* begin SUPPLIED TEXT *

I am so sick of the cult of authority worship.
It's part of the worship of the wealthy.
It's part of the denigration of work, as the executives go around saying that engineers are and should be interchangable, we're fry cooks, and working us to death is slightly more efficient than allowing us lives. And so we should all be worked to death.
because of the media's worship of Jobs. What's he anyways? An executive? The man famous for bullshit? "Reality distortion field"
For bad decisions like making the first macs impossible to expand?
For bad decisions like not making products where you can change a battery that's lost half it's capacity in six months?
Don't you feel a bit cheated?
Considering how Apple nearly died when Steve was gone, and became the most profitable company on the planet after he returned, it's obvious that he did something.
Basically, Jobs was no engineer at all, he was a salesperson, the kind who could sell ice to eskimos by dressing it up somehow. A technology company needs both. Most companies aren't going to get far if they can't figure out how to sell stuff to customers, but a tech company also needs technology to sell, meaning you need engineers to make it.
I don't think any of this stuff is a revelation. Steve was obviously gifted with being able to market and sell stuff, and probably also at being able to know what kind of things *would* sell well and what wouldn't, and maybe some very high-level direction for changes to be made to sell things. The engineers like Woz are the ones who actually made everything happen though.
Quote is addressing a wee bit of a straw man. Still, it's a good drop of blood in the water for the Jobs haters to turn out.
Which was no doubt the idea behind posting it in the first place.
Apple would have collapsed even if Jobs stuck around. It was a company that grew too big, too fast. It was a feeding ground for people with grand ideas and even more grandiose egos. Like many of it's contemporaries, it was doomed to fall.
Jobs' return was a different story, but a lot can still be attributed to luck. To Jobs credit, he was a more mature businessman and he reentered at a time when Apple realized that it had to be more humble. He probably would have saved the company regardless of what happened. Yet there was a lot of luck. Things like the iPod were initially directed at Apple's existing customers. The growth that it triggered and the products that it enabled were far from a bygone conclusion.

* end SUPPLIED TEXT *

* [WRITTEN TASK 1]:
Duplicate the part of the Steve Jobs discussion between "It's part of the worship" and "impossible to expand?", inclusive.

* begin DATASET ROWS *

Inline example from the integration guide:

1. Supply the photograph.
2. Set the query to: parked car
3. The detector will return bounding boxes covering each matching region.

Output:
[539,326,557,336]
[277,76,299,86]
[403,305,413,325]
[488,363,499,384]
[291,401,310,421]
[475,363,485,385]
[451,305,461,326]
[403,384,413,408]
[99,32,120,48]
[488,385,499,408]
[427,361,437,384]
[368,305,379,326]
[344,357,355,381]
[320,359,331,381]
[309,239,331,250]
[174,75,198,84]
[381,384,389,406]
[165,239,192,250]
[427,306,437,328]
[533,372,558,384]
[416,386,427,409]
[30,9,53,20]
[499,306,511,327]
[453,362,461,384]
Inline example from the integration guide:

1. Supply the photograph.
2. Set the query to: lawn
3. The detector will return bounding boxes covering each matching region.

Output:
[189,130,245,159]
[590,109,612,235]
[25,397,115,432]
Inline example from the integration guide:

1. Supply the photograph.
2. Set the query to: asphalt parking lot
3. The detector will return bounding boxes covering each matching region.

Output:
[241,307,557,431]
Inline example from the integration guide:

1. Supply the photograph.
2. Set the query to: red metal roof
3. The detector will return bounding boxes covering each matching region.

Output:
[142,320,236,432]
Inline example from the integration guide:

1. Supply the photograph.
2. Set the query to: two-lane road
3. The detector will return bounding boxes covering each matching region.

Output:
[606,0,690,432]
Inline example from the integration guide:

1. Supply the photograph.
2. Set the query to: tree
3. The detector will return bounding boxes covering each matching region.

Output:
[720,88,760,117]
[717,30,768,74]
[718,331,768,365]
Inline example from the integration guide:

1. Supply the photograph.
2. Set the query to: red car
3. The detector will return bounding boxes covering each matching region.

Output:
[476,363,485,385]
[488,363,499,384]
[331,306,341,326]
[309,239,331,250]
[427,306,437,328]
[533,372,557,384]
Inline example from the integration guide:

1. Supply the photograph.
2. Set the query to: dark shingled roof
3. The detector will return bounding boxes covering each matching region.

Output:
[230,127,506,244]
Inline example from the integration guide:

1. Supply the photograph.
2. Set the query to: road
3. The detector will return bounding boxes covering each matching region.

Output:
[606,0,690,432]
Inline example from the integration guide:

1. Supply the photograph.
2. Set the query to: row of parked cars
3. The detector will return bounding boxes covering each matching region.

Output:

* end DATASET ROWS *

* [WRITTEN TASK 2]:
Set down the entries exactly, from their first line through the line holding "[291,401,310,421]", inclusive.

* [CORRECT ANSWER 1]:
It's part of the worship of the wealthy.
It's part of the denigration of work, as the executives go around saying that engineers are and should be interchangable, we're fry cooks, and working us to death is slightly more efficient than allowing us lives. And so we should all be worked to death.
because of the media's worship of Jobs. What's he anyways? An executive? The man famous for bullshit? "Reality distortion field"
For bad decisions like making the first macs impossible to expand?

* [CORRECT ANSWER 2]:
Inline example from the integration guide:

1. Supply the photograph.
2. Set the query to: parked car
3. The detector will return bounding boxes covering each matching region.

Output:
[539,326,557,336]
[277,76,299,86]
[403,305,413,325]
[488,363,499,384]
[291,401,310,421]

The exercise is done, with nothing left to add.